Passage provided
- - - - -

February 6, 2014 — A Montana judge ruled Friday that the state must drop its defense of two laws (LR 120, HB 391) that require parental involvement in minors' abortion decisions because the requirements were already struck down 15 years ago, the Missoulian reports (Johnson, Missoulian, 2/5).
One law, which was approved through a ballot measure in 2012, mandates that minors younger than age 16 notify their parents before obtaining an abortion. The law includes exceptions for medical emergencies and for minors who petition a youth court for a waiver.
The other law requires minors under age 18 to obtain notarized parental consent before abortions. With the expectation that the law would be struck down in court, Gov. Steve Bullock (D) in April 2013 allowed the legislation to become law without his signature. The strategic move also simultaneously killed a companion antiabortion-rights referendum (HB 521) that would have otherwise gone before voters this year.
In a lawsuit filed last May, Planned Parenthood of Montana noted that a Montana court in 1999 struck down a parental notification law for violating a minor's right to abortion. PPMT argued that the current measures restrict minors' rights in a similar way (Women's Health Policy Report, 5/31/13).
District Judge Jeffrey Sherlock on Friday agreed that the issue was decided in former Judge Dorothy McCarter's 1999 ruling that requiring minors to notify their parents before an abortion infringed on their constitutional rights to equal protection and privacy.
Sherlock also noted that the Montana Supreme Court has ruled against re-examining issues that already have been decided if each side has had a full and fair chance to present its case (Volz, AP/Washington Times, 2/4).
In addition, Sherlock noted that the state did not appeal the 1999 decision. He said that while the state's concerns were "certainly legitimate ... there was nothing preventing the state from appealing" the earlier decision.
A PPMT spokesperson said the group plans to ask Sherlock to permanently enjoin the laws to stop them from being enforced.
PPMT CEO Martha Stahl said, "These laws are not only bad health policy, but also clear violations of young Montanans' constitutional rights." Still, she said it was unclear whether Montana Attorney General Tim Fox (R) would "accept the ruling that protects the right and health of the young women of Montana, or force the state to spend more resources in litigating laws held unconstitutional more than a decade ago."
Fox's spokesperson John Barnes said the office would appeal the ruling (Missoulian, 2/5).

- - - - -

Work instruction 1
In the article on the Montana parental-involvement ruling, which district judge decided that the state must drop its defense of the two laws?
Work instruction 2
Translate this sentence from the article on the Montana ruling into Spanish: "The law includes exceptions for medical emergencies and for minors who petition a youth court for a waiver."
Work instruction 3
List every legislative measure identified by a letter-and-number designation in the article on the Montana ruling.
Answer using only the article, without outside sources.

- - - - -

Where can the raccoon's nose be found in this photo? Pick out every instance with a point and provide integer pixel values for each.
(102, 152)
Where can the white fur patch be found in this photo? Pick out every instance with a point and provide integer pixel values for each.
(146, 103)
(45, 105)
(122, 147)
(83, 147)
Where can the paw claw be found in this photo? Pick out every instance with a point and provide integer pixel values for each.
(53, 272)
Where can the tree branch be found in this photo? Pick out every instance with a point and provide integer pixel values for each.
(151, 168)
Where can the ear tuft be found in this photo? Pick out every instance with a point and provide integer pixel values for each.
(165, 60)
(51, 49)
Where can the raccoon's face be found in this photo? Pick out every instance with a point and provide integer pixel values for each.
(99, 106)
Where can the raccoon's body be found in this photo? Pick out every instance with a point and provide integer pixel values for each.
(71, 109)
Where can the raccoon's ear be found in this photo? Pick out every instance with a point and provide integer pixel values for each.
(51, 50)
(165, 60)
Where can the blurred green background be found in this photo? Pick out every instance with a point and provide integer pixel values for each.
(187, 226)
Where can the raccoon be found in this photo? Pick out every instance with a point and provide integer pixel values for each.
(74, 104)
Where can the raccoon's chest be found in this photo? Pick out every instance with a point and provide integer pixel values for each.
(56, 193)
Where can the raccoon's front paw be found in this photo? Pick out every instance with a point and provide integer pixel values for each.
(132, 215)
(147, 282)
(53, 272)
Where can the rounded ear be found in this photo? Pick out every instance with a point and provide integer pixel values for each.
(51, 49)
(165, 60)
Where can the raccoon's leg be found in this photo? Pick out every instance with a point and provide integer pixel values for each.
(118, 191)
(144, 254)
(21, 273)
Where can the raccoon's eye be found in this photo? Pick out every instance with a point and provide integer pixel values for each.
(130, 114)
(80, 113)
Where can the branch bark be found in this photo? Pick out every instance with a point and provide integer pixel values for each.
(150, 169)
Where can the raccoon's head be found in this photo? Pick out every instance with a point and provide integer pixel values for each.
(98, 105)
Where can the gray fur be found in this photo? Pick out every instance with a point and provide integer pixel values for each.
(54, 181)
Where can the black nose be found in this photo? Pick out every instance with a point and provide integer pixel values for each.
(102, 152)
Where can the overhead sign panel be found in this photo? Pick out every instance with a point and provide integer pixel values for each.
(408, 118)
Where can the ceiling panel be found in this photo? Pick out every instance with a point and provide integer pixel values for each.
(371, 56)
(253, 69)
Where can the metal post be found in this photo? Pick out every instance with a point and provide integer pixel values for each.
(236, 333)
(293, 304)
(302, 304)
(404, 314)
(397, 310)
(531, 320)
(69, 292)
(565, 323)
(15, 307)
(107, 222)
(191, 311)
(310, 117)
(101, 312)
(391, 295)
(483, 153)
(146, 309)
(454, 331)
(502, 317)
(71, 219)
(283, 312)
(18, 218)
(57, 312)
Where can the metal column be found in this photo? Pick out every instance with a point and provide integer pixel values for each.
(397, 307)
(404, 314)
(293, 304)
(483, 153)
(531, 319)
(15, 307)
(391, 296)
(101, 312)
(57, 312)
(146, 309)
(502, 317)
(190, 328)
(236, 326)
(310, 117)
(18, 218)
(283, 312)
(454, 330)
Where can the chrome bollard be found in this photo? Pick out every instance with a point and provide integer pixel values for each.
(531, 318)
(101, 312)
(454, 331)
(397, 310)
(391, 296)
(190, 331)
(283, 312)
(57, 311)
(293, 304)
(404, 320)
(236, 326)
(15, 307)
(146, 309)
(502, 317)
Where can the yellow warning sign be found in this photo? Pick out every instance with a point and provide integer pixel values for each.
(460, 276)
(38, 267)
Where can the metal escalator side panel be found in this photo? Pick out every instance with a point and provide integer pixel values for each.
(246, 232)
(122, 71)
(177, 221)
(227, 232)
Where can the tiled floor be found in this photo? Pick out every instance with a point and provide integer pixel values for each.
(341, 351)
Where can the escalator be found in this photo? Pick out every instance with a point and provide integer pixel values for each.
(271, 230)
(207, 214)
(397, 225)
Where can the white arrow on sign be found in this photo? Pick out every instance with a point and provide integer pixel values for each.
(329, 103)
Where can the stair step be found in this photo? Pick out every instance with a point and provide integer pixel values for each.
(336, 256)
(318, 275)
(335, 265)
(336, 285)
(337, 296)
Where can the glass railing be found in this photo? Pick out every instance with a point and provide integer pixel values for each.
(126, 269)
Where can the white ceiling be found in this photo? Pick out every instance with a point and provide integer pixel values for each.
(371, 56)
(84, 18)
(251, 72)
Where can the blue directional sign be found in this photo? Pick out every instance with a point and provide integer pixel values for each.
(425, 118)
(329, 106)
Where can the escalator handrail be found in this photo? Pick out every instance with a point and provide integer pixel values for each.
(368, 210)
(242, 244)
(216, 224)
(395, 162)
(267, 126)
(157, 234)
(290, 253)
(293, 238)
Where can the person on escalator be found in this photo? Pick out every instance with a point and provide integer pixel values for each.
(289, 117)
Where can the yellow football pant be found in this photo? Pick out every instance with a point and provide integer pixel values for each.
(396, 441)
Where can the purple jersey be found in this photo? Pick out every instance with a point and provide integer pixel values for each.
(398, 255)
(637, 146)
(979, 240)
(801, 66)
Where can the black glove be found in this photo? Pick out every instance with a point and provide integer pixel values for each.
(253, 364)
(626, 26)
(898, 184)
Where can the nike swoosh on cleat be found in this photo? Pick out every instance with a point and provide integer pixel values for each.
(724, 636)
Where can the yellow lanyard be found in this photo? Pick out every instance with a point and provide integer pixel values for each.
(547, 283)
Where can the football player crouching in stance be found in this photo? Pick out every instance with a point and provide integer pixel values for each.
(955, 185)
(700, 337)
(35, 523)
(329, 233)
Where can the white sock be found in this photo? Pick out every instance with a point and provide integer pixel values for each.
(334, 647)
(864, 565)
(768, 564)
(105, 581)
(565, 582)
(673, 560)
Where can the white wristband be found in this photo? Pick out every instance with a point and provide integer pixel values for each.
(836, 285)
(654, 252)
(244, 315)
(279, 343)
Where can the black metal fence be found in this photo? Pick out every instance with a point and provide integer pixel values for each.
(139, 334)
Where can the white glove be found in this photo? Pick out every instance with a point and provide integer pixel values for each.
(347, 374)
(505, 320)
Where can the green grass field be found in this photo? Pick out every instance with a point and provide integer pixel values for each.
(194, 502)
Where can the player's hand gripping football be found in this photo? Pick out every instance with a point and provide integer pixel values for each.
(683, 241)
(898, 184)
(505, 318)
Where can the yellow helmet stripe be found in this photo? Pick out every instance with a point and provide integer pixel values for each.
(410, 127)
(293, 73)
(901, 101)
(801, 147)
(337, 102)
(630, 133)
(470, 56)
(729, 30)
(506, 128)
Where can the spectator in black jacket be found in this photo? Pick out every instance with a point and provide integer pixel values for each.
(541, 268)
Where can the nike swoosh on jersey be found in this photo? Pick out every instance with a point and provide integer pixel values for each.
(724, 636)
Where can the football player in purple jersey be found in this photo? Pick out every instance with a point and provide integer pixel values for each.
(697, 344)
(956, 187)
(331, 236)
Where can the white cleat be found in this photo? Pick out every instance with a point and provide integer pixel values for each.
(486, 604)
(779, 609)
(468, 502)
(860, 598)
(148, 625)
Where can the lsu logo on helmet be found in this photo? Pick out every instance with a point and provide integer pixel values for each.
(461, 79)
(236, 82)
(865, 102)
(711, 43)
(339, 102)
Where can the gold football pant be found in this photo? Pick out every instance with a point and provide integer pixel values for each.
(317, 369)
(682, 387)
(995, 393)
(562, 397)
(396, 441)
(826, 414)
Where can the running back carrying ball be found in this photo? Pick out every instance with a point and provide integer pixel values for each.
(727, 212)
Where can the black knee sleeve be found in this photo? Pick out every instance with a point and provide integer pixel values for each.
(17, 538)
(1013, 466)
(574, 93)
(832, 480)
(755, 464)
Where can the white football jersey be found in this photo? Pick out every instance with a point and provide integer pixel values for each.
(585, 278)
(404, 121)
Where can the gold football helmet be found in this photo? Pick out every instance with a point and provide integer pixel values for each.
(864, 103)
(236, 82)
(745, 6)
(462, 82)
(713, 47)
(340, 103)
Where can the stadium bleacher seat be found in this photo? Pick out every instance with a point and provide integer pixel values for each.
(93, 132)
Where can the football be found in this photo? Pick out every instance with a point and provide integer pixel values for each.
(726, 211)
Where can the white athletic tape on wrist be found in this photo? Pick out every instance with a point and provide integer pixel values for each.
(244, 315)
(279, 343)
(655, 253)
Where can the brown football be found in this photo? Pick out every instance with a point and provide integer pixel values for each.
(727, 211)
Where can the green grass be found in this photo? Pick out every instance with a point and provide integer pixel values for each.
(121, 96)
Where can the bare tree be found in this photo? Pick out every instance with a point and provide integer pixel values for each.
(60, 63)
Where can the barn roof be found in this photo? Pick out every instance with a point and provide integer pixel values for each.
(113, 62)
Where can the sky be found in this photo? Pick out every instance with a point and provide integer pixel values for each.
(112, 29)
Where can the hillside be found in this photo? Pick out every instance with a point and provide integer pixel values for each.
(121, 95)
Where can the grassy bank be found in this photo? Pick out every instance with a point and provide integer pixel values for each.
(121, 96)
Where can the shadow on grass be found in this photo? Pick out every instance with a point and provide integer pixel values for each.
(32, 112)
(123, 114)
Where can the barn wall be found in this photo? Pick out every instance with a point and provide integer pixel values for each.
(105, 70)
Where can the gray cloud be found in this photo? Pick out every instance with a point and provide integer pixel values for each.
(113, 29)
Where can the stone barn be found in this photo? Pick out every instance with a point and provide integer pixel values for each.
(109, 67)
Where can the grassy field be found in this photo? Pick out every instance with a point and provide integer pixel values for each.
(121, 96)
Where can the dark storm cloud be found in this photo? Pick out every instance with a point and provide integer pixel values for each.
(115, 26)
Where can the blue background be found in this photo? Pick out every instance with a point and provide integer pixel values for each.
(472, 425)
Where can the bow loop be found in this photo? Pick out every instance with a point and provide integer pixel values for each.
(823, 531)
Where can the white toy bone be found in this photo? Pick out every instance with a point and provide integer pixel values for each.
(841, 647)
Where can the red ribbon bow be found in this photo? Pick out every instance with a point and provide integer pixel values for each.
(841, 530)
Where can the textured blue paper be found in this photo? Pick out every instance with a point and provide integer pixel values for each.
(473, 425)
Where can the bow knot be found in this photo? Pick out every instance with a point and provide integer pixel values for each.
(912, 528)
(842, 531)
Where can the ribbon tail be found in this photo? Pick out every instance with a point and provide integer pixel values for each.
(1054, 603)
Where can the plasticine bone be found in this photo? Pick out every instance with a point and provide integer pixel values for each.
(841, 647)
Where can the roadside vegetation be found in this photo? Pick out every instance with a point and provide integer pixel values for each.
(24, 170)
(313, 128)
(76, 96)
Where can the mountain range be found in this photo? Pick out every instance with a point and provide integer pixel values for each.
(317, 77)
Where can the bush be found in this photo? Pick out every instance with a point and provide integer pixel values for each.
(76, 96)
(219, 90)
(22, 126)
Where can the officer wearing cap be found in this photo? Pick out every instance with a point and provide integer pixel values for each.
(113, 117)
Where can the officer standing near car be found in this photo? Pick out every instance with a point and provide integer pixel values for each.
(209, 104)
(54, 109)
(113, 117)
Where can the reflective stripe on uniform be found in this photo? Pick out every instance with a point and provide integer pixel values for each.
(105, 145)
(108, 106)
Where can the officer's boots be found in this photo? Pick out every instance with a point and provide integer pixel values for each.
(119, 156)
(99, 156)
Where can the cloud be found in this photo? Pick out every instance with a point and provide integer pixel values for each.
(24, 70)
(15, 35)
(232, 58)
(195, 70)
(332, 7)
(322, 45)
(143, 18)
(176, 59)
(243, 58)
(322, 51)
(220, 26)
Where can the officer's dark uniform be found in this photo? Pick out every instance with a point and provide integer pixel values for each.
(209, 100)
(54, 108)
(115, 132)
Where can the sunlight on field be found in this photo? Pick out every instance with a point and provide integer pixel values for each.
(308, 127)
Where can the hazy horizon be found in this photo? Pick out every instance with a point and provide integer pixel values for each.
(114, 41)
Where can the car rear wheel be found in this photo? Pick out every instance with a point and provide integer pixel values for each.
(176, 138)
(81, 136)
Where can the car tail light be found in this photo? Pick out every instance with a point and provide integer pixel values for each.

- - - - -

Worked solution 1
District Judge Jeffrey Sherlock.

Worked solution 2
La ley incluye excepciones para emergencias médicas y para menores que soliciten una dispensa a un tribunal de menores.

Worked solution 3
LR 120, HB 391, HB 521